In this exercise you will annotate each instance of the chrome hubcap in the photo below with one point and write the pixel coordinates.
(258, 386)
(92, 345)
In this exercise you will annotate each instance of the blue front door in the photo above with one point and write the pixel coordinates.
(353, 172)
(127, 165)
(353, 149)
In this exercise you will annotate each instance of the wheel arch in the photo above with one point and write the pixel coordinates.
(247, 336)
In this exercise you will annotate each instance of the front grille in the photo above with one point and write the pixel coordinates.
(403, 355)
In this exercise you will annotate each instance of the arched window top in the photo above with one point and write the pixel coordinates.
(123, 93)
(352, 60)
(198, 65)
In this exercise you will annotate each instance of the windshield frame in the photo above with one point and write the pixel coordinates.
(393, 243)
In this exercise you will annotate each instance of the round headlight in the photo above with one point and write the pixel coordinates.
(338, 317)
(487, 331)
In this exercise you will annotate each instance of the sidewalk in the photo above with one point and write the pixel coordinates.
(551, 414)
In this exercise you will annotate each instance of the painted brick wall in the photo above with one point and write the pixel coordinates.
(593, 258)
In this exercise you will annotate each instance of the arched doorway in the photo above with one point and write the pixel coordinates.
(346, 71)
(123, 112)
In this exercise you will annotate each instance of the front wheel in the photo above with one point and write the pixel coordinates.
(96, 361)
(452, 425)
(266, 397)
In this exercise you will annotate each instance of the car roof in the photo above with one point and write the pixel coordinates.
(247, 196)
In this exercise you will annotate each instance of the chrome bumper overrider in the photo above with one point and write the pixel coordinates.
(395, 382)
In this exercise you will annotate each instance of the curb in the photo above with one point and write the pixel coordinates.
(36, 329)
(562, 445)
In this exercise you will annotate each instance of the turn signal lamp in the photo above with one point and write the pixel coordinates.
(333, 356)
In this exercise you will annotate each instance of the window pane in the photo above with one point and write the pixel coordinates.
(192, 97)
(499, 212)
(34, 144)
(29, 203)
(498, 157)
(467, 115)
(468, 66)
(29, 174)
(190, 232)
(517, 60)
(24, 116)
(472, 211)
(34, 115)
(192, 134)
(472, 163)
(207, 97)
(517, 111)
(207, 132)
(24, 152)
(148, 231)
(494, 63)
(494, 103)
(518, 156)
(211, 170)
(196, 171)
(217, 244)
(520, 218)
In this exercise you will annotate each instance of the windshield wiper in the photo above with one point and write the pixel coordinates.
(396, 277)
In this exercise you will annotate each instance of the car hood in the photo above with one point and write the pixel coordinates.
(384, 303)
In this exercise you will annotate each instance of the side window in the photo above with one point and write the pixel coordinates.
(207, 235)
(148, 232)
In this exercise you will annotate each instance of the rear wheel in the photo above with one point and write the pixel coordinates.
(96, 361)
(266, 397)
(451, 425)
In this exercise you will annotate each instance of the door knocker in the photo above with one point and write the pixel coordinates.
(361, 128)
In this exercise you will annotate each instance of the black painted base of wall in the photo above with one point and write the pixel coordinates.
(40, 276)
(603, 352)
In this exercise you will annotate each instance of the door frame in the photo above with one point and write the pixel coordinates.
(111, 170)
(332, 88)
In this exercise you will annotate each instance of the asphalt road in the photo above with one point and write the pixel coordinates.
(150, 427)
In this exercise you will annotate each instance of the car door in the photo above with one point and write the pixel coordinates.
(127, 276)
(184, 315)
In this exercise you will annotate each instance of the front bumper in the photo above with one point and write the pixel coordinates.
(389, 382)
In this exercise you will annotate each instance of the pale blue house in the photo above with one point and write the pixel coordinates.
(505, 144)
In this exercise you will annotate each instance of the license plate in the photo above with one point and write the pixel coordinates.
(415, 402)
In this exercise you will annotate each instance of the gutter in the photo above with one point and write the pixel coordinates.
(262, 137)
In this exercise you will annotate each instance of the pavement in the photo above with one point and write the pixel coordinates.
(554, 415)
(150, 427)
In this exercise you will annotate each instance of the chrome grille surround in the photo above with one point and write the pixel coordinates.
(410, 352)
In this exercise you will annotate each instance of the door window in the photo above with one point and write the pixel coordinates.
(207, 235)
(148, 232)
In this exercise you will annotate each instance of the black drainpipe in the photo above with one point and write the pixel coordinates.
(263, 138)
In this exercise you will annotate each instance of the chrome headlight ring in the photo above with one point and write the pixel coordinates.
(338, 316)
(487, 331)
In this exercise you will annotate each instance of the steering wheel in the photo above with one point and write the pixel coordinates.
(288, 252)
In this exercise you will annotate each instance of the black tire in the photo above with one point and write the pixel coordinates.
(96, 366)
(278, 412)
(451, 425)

+--

→ Directions: Repeat each entry word for word.

→ Response to this exercise:
In this exercise you will annotate each instance of the chrome hubcap in the photo below with one point and write the pixel coordinates.
(258, 386)
(92, 345)
In this exercise you will annotate each instance of the blue front door in the photo above with one point and write the pixel coordinates.
(353, 172)
(127, 165)
(353, 149)
In this exercise you will annotate each instance of the wheel arch in the photo above with one point and write the pixel coordinates.
(247, 336)
In this exercise you will annotate each instance of the front grille in the photo above with one point and write the pixel coordinates.
(403, 355)
In this exercise you will annotate each instance of the arched window top in the photo above with one point and write the pixel coordinates.
(123, 93)
(352, 60)
(198, 65)
In this exercise you will annotate each instance of the windshield frame in the photo above with one point and write the pixel coordinates.
(393, 243)
In this exercise you will annotate each instance of the round headlight in the photo above with one point and write the pixel coordinates.
(338, 317)
(487, 331)
In this exercise you will annotate each instance of the sidewalk in the photo above with one point and write the pixel coordinates.
(551, 414)
In this exercise you will annotate each instance of the painted brick wall in the photo above with one point and write the pixel coordinates.
(593, 258)
In this exercise you will annotate each instance of the arched doorway in the photo above with one point and write the pixel coordinates.
(346, 71)
(123, 112)
In this exercise you will annotate each instance of the front wheel in the photo above with one point and write the pixel coordinates.
(96, 361)
(452, 425)
(266, 397)
In this exercise you will annotate each instance of the car roof in the photo above with one point and write the pixel coordinates.
(247, 196)
In this exercise you will annotate each instance of the chrome bumper overrider in the photo above with one point and write the pixel coordinates.
(395, 382)
In this exercise you will annotate each instance of the curb in the photo above with one point and write the pixel coordinates.
(36, 329)
(562, 445)
In this exercise you will annotate each instance of the turn signal lamp in the photo above with one point and write the pixel coordinates.
(333, 356)
In this exercise you will annotate each instance of the window pane in the photo above with one point and write the pixel coordinates.
(192, 97)
(499, 212)
(34, 144)
(29, 203)
(498, 157)
(467, 115)
(468, 66)
(29, 174)
(190, 232)
(517, 60)
(24, 116)
(472, 211)
(34, 115)
(192, 134)
(472, 163)
(207, 97)
(517, 111)
(207, 132)
(24, 152)
(148, 231)
(494, 63)
(494, 103)
(518, 156)
(211, 170)
(196, 171)
(217, 244)
(520, 218)
In this exercise you will annotate each instance of the windshield wiper in the photo above with one point and write the pixel coordinates.
(396, 277)
In this exercise you will annotate each instance of the car hood in the photo above with one point and write the pixel coordinates.
(384, 303)
In this exercise you will annotate each instance of the side window in the photo above with one point and write the pixel coordinates.
(207, 235)
(148, 232)
In this exercise you will annotate each instance of the rear wheel in the photo above with one point and write the pixel coordinates.
(96, 361)
(266, 397)
(451, 425)
In this exercise you will annotate each instance of the door knocker in the photo above with one point and write the pixel coordinates.
(361, 128)
In this exercise you will annotate each instance of the black painted base of wall in the photo above with one point and write the pixel coordinates.
(40, 276)
(603, 352)
In this exercise you will annotate each instance of the door frame in the photo above with one point and write the pixel coordinates.
(111, 170)
(332, 88)
In this exercise you will annotate each instance of the asphalt road in the photo above with one point and write the pixel coordinates.
(150, 427)
In this exercise you will annotate each instance of the car door in the photo above with one point and write the pixel coordinates.
(127, 276)
(184, 315)
In this exercise you will annotate each instance of the front bumper in the photo above with one point and write the pixel coordinates.
(389, 382)
In this exercise you will annotate each instance of the pale blue house in the photo above with one point and write the pixel coordinates.
(505, 144)
In this exercise you will annotate each instance of the license plate in the photo above with one point and write the pixel coordinates.
(415, 402)
In this exercise you will annotate each instance of the gutter in the photo above with one point and write the pixel coordinates.
(262, 137)
In this exercise you will annotate each instance of the pavement in the photo above with one point and write the pixel coordinates.
(554, 415)
(150, 427)
In this exercise you will annotate each instance of the chrome grille surround in the photo above with one point and write the pixel coordinates.
(410, 352)
In this exercise you will annotate each instance of the door window in the photo above with one point and write the pixel coordinates.
(207, 235)
(148, 232)
In this exercise you will annotate each instance of the black drainpipe in the photo above with one point and write the pixel coordinates.
(263, 138)
In this exercise you will annotate each instance of the chrome headlight ring in the photo above with one point and write the pixel coordinates.
(338, 316)
(487, 331)
In this exercise you will annotate each instance of the steering wheel in the photo above with one point and write the pixel coordinates.
(288, 252)
In this exercise you will annotate each instance of the black tire in the photo above with one point and write the pixel coordinates.
(96, 366)
(278, 412)
(451, 425)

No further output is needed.